PROBLEM 1
Answer these questions using the heart health article.
(a) For which hospital is Craig Brett the medical director of cardiology?
(b) What is the most common type of heart disease?
(c) According to the CDC, about what share of Americans have at least one of the three key risk factors for heart disease?
PROBLEM 2
List the three key risk factors for heart disease that the heart health article cites from the CDC.
PROBLEM 3
Continue the heart health article from its last line.

Segment Start: TEXT UNDER STUDY

This February, follow your heart to a healthier you

By Craig Brett, MD, Northern Light Mercy Cardiovascular Care 

With Valentine’s Day approaching, matters of the heart are certainly a common topic of discussion. But what about the health of your own heart? Dr. Craig Brett, medical director of cardiology for Northern Light Mercy Hospital, reviews cardiovascular risk factors and what you can do to keep your heart in top condition.

What exactly is heart disease?
Heart disease is a broad term, as there are many different types of problems that can affect the heart, but the most common type is coronary artery disease, which is a process where the arteries that feed the heart become obstructed over time with fatty deposits. This can eventually cause chest pain and heart attack.

According to the CDC, about half of all Americans have at least one of three key risk factors for heart disease, which are high blood pressure, high cholesterol, and smoking. What should someone do if they think they have one or more of these risk factors, and how important is it to take action?
It is true that most people who develop coronary artery disease have one or more of those risk factors. First off, it is critical to know if you have those risk factors. "Know your numbers" is an important concept, since if you don't know if your cholesterol or BP is elevated, it won't be treated.

There are many lifestyle changes that can help manage these risk factors. There are also effective strategies to support people who want to quit smoking. Your medical provider can guide you through the process and any medications that might be helpful.  

How much does genetics and a family history of heart disease play into someone’s risk of developing the disease?

Segment End: TEXT UNDER STUDY
Segment Start: PROVIDED DATA

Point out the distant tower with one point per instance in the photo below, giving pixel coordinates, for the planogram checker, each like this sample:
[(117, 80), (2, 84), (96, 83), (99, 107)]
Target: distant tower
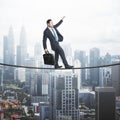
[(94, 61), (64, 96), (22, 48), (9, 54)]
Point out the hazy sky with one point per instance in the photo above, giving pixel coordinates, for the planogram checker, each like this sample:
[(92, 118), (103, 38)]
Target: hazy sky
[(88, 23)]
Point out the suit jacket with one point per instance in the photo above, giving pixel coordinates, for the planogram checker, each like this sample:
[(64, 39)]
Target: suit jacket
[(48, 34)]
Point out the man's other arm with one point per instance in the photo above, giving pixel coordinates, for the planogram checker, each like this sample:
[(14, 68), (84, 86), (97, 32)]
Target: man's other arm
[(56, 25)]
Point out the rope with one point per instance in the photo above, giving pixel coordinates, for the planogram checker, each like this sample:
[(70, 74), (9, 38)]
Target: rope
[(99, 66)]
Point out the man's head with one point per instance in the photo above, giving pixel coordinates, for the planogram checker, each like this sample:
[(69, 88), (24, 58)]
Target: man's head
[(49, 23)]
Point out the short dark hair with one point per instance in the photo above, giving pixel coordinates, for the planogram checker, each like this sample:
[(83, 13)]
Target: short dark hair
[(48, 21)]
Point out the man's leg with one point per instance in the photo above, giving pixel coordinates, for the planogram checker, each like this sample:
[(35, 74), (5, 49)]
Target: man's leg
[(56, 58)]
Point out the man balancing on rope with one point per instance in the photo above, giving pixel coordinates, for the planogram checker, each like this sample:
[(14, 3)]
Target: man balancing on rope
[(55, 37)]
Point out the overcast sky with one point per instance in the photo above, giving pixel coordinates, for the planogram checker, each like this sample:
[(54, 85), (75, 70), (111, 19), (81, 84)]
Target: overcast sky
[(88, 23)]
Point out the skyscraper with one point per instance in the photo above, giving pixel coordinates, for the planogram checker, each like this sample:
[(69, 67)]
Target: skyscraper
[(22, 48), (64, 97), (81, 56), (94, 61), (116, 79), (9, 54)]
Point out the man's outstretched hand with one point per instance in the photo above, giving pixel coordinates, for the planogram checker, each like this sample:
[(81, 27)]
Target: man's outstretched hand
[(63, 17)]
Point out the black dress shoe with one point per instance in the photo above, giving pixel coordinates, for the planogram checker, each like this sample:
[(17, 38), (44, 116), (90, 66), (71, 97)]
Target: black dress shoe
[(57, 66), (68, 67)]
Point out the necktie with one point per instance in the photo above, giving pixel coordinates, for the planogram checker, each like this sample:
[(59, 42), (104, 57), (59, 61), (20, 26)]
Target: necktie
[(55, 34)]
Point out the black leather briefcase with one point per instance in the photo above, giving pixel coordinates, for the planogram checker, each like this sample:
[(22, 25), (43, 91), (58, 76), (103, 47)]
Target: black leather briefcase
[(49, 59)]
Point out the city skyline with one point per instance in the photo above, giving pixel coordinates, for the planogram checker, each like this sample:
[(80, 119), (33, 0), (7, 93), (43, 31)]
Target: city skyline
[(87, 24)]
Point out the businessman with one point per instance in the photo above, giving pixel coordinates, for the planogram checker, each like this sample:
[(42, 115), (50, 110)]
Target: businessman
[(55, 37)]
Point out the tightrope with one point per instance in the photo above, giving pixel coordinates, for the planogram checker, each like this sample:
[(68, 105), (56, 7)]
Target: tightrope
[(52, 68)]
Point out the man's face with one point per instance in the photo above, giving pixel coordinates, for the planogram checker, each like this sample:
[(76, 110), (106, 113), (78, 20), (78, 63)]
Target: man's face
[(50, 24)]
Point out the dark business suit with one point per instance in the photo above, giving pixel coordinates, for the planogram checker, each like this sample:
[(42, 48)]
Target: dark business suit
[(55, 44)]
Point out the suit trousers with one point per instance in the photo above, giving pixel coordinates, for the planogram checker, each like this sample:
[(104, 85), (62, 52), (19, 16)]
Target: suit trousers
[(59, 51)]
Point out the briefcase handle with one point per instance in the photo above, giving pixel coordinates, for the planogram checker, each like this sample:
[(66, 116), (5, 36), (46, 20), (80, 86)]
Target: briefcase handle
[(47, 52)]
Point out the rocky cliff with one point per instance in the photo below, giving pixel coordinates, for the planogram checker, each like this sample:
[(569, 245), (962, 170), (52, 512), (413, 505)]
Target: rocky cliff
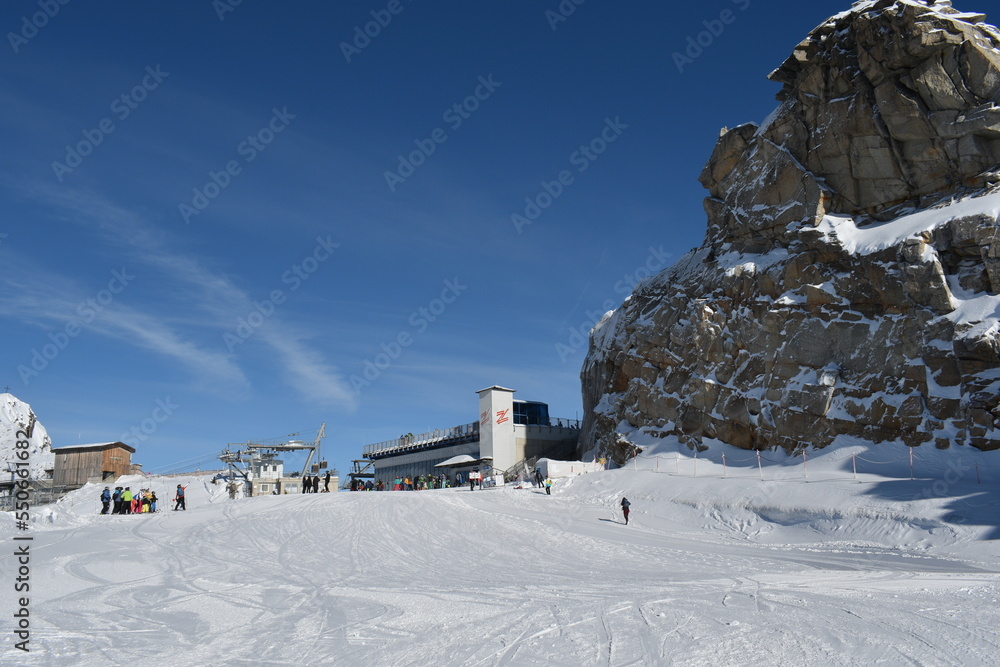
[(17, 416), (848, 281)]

Segment End: PROVIDED DATA

YOUR RESPONSE 1
(a) Northern Light Mercy Hospital
(b) Coronary artery disease
(c) About half

YOUR RESPONSE 2
- High blood pressure
- High cholesterol
- Smoking

YOUR RESPONSE 3
Genetics are very influential in determining whether someone may develop coronary artery disease or not, and so it is important to know about your family history. We can't do much about our own genetics, but if someone does have a history of heart disease in their family, then it will be particularly important to control the other risk factors that can be influenced by quitting smoking, eating a healthy diet, and maintaining a healthy weight. 

Are there other risk factors that play a role in developing heart disease such as someone’s age?
There is increasing recognition that chronic stress may play a role in developing heart disease. The body's adaptative responses to stress are helpful in the short term, but when activated chronically, can accelerate the development of fatty plaques in the coronary arteries, and increase the likelihood of blood clots in these arteries. Knowing the harmful effects of chronic stress and practicing mindfulness can be very helpful in preventing cardiac events. 

If anyone has concerns or questions about their heart heath, I recommend they speak with their primary care provider who could connect them to additional resources.

Dr. Craig Brett is medical director of Northern Light Mercy Cardiovascular Care, which has offices in Portland and Yarmouth.